#### [MATERIAL]
──────

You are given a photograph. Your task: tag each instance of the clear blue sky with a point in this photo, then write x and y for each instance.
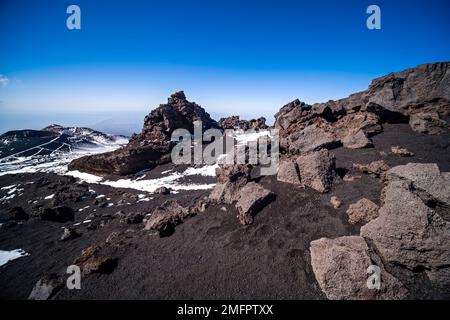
(232, 57)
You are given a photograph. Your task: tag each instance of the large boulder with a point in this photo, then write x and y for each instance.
(357, 140)
(252, 199)
(424, 88)
(362, 211)
(234, 122)
(420, 95)
(288, 172)
(423, 177)
(340, 266)
(411, 234)
(152, 146)
(230, 179)
(375, 168)
(317, 169)
(312, 138)
(58, 214)
(46, 287)
(165, 217)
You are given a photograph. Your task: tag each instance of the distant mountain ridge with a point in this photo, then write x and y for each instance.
(54, 138)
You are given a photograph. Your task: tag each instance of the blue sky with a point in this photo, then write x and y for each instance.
(232, 57)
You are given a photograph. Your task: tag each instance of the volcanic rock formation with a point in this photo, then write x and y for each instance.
(152, 146)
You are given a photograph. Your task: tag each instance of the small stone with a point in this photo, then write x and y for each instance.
(402, 152)
(362, 211)
(335, 202)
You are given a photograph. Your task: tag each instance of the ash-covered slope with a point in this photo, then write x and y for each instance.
(152, 146)
(52, 148)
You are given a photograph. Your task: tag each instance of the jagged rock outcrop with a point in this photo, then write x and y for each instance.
(234, 186)
(420, 95)
(340, 266)
(402, 152)
(230, 179)
(152, 146)
(362, 211)
(314, 169)
(375, 168)
(252, 198)
(312, 138)
(288, 172)
(46, 287)
(317, 169)
(166, 217)
(234, 122)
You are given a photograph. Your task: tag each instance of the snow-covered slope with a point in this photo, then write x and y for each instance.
(52, 148)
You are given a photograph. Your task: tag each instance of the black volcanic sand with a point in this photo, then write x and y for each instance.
(210, 256)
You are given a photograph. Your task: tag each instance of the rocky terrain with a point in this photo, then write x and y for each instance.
(362, 182)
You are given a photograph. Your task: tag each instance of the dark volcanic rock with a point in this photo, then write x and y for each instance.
(69, 234)
(317, 169)
(58, 214)
(362, 211)
(165, 217)
(230, 179)
(46, 288)
(17, 213)
(375, 168)
(234, 122)
(162, 190)
(152, 146)
(420, 95)
(410, 234)
(340, 266)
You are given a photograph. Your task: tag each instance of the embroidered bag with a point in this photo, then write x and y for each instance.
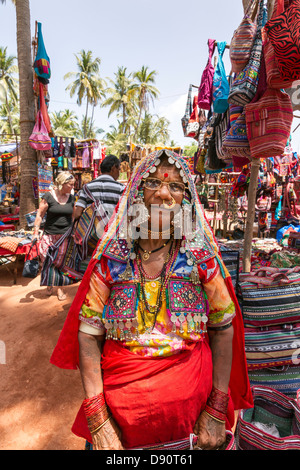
(193, 126)
(236, 143)
(243, 38)
(206, 84)
(39, 139)
(270, 301)
(271, 410)
(274, 78)
(188, 112)
(245, 83)
(269, 122)
(42, 61)
(283, 32)
(220, 83)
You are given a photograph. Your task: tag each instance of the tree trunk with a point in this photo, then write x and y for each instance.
(28, 203)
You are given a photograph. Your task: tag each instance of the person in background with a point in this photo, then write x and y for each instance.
(58, 206)
(105, 188)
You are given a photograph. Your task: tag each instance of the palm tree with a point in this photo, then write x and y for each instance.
(87, 84)
(145, 91)
(9, 119)
(8, 83)
(64, 123)
(120, 95)
(154, 130)
(28, 203)
(115, 140)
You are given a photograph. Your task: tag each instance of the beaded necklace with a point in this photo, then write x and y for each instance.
(164, 277)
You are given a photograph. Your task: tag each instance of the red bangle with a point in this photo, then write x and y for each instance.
(218, 400)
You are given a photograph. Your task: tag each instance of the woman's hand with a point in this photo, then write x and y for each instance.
(108, 437)
(211, 434)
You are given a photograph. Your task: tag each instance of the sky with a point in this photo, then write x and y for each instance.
(169, 36)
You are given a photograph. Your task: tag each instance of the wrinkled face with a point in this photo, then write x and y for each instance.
(156, 200)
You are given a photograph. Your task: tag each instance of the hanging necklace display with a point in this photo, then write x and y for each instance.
(146, 254)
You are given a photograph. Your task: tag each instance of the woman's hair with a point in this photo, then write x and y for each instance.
(63, 178)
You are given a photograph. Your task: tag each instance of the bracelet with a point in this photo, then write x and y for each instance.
(213, 417)
(218, 400)
(215, 413)
(101, 425)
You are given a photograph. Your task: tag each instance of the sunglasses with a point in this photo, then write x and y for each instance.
(154, 184)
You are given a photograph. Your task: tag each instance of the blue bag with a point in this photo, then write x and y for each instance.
(220, 83)
(42, 61)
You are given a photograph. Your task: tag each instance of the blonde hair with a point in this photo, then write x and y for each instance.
(62, 178)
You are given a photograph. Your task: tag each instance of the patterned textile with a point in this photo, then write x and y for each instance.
(284, 379)
(175, 323)
(270, 408)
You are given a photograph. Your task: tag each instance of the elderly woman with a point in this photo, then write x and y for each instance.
(57, 205)
(157, 306)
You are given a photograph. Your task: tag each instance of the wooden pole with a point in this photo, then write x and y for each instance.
(252, 190)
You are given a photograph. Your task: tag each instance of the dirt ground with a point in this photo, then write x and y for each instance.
(38, 401)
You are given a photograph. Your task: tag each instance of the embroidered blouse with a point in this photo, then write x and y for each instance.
(113, 307)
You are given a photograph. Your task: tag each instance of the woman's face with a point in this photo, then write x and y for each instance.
(68, 186)
(157, 200)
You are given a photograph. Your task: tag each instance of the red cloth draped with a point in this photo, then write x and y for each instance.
(154, 400)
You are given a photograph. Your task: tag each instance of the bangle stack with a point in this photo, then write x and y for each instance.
(217, 405)
(96, 412)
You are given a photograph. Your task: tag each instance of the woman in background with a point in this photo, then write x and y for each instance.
(57, 205)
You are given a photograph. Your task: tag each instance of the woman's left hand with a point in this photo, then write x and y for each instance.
(211, 435)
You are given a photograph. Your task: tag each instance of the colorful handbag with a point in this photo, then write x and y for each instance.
(269, 122)
(193, 127)
(42, 61)
(272, 424)
(188, 111)
(245, 84)
(243, 38)
(39, 139)
(206, 84)
(220, 83)
(236, 143)
(271, 314)
(274, 79)
(283, 32)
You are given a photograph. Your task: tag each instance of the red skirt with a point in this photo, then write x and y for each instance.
(154, 400)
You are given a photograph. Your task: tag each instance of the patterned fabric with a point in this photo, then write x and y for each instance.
(283, 32)
(245, 83)
(106, 190)
(123, 316)
(284, 379)
(269, 124)
(270, 407)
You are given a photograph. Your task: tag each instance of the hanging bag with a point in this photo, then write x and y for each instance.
(272, 424)
(245, 84)
(274, 79)
(243, 38)
(220, 83)
(283, 32)
(188, 111)
(39, 139)
(193, 127)
(270, 301)
(206, 84)
(42, 62)
(269, 122)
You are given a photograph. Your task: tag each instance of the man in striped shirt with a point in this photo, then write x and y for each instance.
(105, 188)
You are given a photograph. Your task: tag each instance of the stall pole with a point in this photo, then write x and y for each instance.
(252, 187)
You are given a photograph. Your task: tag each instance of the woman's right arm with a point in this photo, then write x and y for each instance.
(41, 212)
(108, 437)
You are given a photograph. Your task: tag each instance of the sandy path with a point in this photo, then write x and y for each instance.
(38, 401)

──────

Go through all of the data above and switch every "photograph" to "image", leaving everything else unchanged. Leave the pictures out of your answer.

#### [TASK ANSWER]
You are given a image. Your task: tag each instance of the clear blue sky with a point in this photo, then write x and y for each instance.
(232, 57)
You are given a image. Your task: tag each instance of the large boulder with a point in this photo, then write x and y for each instance.
(357, 140)
(252, 199)
(424, 88)
(362, 211)
(234, 122)
(420, 95)
(288, 172)
(423, 177)
(340, 266)
(411, 234)
(152, 146)
(230, 179)
(375, 168)
(317, 169)
(312, 138)
(58, 214)
(46, 287)
(165, 217)
You are given a image. Your task: tag each instance of the distant mountain ridge with a point in this photo, then write x and y for each instance.
(54, 138)
You are given a image. Your task: tag each instance of the blue sky with a point in this photo, then write x and y for each instance.
(232, 57)
You are given a image. Your task: tag each instance of the volcanic rock formation with a point in this photo, then write x and y for each instance.
(152, 146)
You are given a image. Your task: tag each instance of the small stone with a point in this photo, then write x and y for each instance.
(402, 152)
(362, 211)
(335, 202)
You are given a image. Your task: tag each instance of the ash-covered slope with a point in this photo, then write x and y for each instance.
(152, 146)
(52, 148)
You are given a image. Your task: tag each instance of the jagged rock outcrop with a point in this photo, then write x and y for each instance.
(234, 186)
(420, 95)
(340, 266)
(402, 152)
(230, 179)
(152, 146)
(362, 211)
(314, 169)
(375, 168)
(252, 198)
(312, 138)
(288, 172)
(46, 287)
(317, 169)
(166, 217)
(234, 122)
You are given a image. Your task: tag each instance of the snow-covered slope with a point in this photo, then write x and y for each instance.
(52, 148)
You are given a image. Your task: tag each instance of the black volcanic sand with a point in this photo, then write x and y for each instance.
(210, 256)
You are given a image. Your task: tag each instance of the rocky terrain with a point in this photo, then write x and y for each instance.
(362, 182)
You are given a image. Your task: tag each instance of the dark volcanic rock with a point in this photo, then write x and y for each instance.
(69, 234)
(317, 169)
(58, 214)
(362, 211)
(165, 217)
(230, 179)
(46, 288)
(17, 213)
(375, 168)
(234, 122)
(162, 190)
(152, 146)
(420, 95)
(410, 234)
(340, 266)
You are given a image. Your task: tag each instance of the embroidered bag with a point in this photo, then write x and y for each instance.
(193, 126)
(236, 143)
(243, 38)
(206, 84)
(39, 139)
(270, 301)
(271, 410)
(274, 78)
(188, 112)
(245, 83)
(269, 122)
(42, 61)
(283, 32)
(220, 83)
You are given a image. Your task: tag each instance of the tree trunk with a point in this photo, then write x and y for each instance.
(28, 203)
You are given a image. Your task: tag each instance of the person in background with a point in this photo, then write x and y for each instance.
(58, 206)
(105, 188)
You are given a image. Your task: tag each instance of the palm tree with a point in this photo, then write x and y for each instance.
(87, 84)
(145, 91)
(9, 119)
(8, 83)
(64, 123)
(120, 95)
(154, 130)
(28, 203)
(115, 140)
You are given a image. Your task: tag each instance of the beaded necklace with a point in this photo, then write x and y for each instance.
(164, 277)
You are given a image. Your task: tag each instance of the red bangle with a point in this photo, then write x and y for each instance.
(218, 400)
You are given a image. Your task: tag each instance of the woman's hand with a point in this photo, then write x and y for each instance.
(108, 437)
(211, 434)
You are given a image. Your task: tag each instance of the sky with a point in this photo, then write x and y for each instance.
(169, 36)
You are given a image. Your task: tag each instance of the wrinkled face with a point in this photo, then write x and y for each instance.
(156, 200)
You are given a image. Your task: tag each instance of the hanging necklace display with a point in this photo, then write x and y for each instance.
(146, 254)
You are given a image. Your task: tag each instance of the woman's hair with a point in this photo, then write x and y for each instance.
(63, 178)
You are given a image. Your task: tag each instance of the bracelet with a point in this photo, then write x and y for each instance.
(213, 417)
(218, 400)
(215, 413)
(101, 425)
You are given a image. Your task: tag each instance of the sunglasses with a point in this photo, then write x and y for each instance.
(154, 184)
You are given a image. Your task: tag each instance of the blue bag with a point in this photo, then write x and y for each instance.
(220, 83)
(42, 61)
You are given a image. Your task: tag each instance of the blonde hair with a point in this photo, then write x and y for each instance.
(62, 178)
You are given a image. Your task: tag each instance of the patterned textile with a point in this photo, then write x and y for each instance.
(284, 379)
(175, 323)
(270, 408)
You are given a image. Your task: tag each instance of the elderly woman with a point in this photo, then write x and y for each instance.
(57, 205)
(157, 306)
You are given a image. Your task: tag each instance of the wooden pole with a point in this photo, then write x and y for each instance.
(252, 190)
You are given a image. Your task: tag each instance of the dirt ground with a point in this photo, then write x and y for each instance.
(38, 401)
You are given a image. Your task: tag each instance of the embroidered blouse with a point in this photo, then write x and y for each instance.
(113, 307)
You are given a image. Your task: tag each instance of the woman's face with a point in this photo, then write x and y for each instance.
(68, 186)
(157, 200)
You are given a image. Your task: tag each instance of the red cloth draped with a point in this photo, then write x and y for each instance.
(154, 400)
You are given a image. Your task: tag each instance of the bangle stack with a point in this photo, then write x and y for each instance.
(217, 405)
(96, 412)
You are given a image. Your task: tag each instance of the woman in background with a point in this photo, then write x and y for each instance.
(57, 205)
You are given a image. Your task: tag each instance of the woman's left hand with a point in this photo, then write x and y for each instance.
(211, 435)
You are given a image. Your task: tag each instance of the colorful handbag with a point in this photo, then write x and y for each instance.
(269, 122)
(193, 127)
(42, 61)
(272, 424)
(188, 111)
(245, 84)
(243, 38)
(39, 139)
(206, 84)
(220, 83)
(236, 143)
(271, 314)
(274, 79)
(283, 32)
You are given a image. Your task: tag each instance of the red skirt with a point in this photo, then write x and y for each instance.
(154, 400)
You are given a image. Your task: tag each instance of the patterned fabric with a point in this photo, then write x and y for each instance.
(283, 32)
(245, 83)
(106, 190)
(123, 316)
(284, 379)
(269, 124)
(270, 407)
You are given a image. Your task: tag each instance of the hanging bag with a point in this photo, then write x and y for each instance.
(272, 424)
(245, 84)
(274, 79)
(243, 38)
(220, 83)
(283, 32)
(188, 111)
(39, 139)
(193, 127)
(270, 301)
(206, 84)
(42, 62)
(269, 122)
You are given a image. Your task: tag each instance of the man in striped shirt with a point in this photo, then write x and y for each instance.
(105, 188)
You are given a image. Your task: tag each instance of the stall pole with a point in this photo, then write x and y for each instance.
(252, 187)
You are given a image. Your task: tag each instance of the woman's right arm with a point in this photo, then write x and y for each instance.
(41, 212)
(108, 437)
You are given a image. Your task: tag each instance of the sandy path with a point in this photo, then write x and y for each instance.
(38, 401)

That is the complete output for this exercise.